- SOURCE PASSAGE
Early in Masters of Tonewood, I discuss a Stradivarius cello called Stauffer ex Cristiani 1700. At the Cremona Violin Museum, this cello serves as the centrepiece among eleven other legendary instruments in a room called “The Treasure Box.” The instrument is fascinating in its own right, but this Stradivarius acquired its name from the short-term French owner Lise Cristiani, one of the very first female professional cellists. In the early nineteenth century she defied taboos against women holding the instrument between their knees. She performed in Europe, where she inspired a composition from Mendelssohn, and in far eastern Russia, where she reported serenading a whale in the sea of Okhotsk. Her tours included audiences that had never seen a cello before. She died of cholera in the Siberian town of Tobolsk when she was only 25.

The most “concerning” issue is climate change. But another devastating problem is illegal logging in both public and private forests. According to Lyndsie Bourgon, author of Tree Thieves, up to 30% of the worldwide lumber trade comes from poaching. Often the cutting is indiscriminate, rather than a balanced approach of managed culling to assure the continued health and productivity of a forest. Shocking rates of illegal logging and clear cutting in the post-communist era has occurred in Romania, Bosnia and Herzegovina, and Serbia as a result of corruption. Traditionally, special woods from Brazil, Africa, Madagascar, and elsewhere have been used in musical instruments for their beauty and unique tone. Many are protected endangered tree species from around the world, yet they find their way into musical instruments.

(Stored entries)
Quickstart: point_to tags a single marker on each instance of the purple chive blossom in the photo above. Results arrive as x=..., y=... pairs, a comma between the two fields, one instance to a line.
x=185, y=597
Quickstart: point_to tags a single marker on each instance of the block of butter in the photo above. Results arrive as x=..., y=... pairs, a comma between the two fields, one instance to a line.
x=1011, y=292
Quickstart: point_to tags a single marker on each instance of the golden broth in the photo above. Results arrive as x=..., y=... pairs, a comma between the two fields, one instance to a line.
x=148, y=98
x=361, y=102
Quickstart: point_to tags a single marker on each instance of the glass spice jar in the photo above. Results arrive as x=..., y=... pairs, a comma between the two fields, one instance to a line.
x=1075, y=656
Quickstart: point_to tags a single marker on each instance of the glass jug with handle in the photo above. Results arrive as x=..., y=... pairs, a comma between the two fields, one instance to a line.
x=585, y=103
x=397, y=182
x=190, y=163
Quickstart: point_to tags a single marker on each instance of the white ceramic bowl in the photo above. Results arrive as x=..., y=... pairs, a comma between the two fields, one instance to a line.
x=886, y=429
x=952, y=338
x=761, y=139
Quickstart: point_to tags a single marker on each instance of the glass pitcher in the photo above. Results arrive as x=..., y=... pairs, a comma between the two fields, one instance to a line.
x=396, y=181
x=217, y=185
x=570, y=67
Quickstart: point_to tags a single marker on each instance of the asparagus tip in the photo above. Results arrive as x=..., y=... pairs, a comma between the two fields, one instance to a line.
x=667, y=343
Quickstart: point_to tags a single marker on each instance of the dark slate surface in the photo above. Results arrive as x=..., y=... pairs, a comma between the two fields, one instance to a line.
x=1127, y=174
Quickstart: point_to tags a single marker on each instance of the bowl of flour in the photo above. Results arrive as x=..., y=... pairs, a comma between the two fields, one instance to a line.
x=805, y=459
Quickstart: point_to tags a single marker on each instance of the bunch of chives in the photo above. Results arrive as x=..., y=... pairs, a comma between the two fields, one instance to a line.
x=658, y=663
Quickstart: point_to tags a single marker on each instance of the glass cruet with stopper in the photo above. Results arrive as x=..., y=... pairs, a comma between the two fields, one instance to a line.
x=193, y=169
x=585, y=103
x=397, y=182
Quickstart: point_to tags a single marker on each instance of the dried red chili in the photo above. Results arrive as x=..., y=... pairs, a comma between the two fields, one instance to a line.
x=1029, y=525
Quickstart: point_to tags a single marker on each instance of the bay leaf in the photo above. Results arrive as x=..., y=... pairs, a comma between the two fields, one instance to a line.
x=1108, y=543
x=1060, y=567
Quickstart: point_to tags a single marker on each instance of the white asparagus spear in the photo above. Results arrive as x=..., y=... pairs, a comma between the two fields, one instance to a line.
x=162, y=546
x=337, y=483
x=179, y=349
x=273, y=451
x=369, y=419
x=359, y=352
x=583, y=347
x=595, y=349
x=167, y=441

- DIRECTIVE
Quote the tonewood passage word for word, between "Early in Masters" and "was only 25.", inclusive.

- CORRECT RESULT
Early in Masters of Tonewood, I discuss a Stradivarius cello called Stauffer ex Cristiani 1700. At the Cremona Violin Museum, this cello serves as the centrepiece among eleven other legendary instruments in a room called “The Treasure Box.” The instrument is fascinating in its own right, but this Stradivarius acquired its name from the short-term French owner Lise Cristiani, one of the very first female professional cellists. In the early nineteenth century she defied taboos against women holding the instrument between their knees. She performed in Europe, where she inspired a composition from Mendelssohn, and in far eastern Russia, where she reported serenading a whale in the sea of Okhotsk. Her tours included audiences that had never seen a cello before. She died of cholera in the Siberian town of Tobolsk when she was only 25.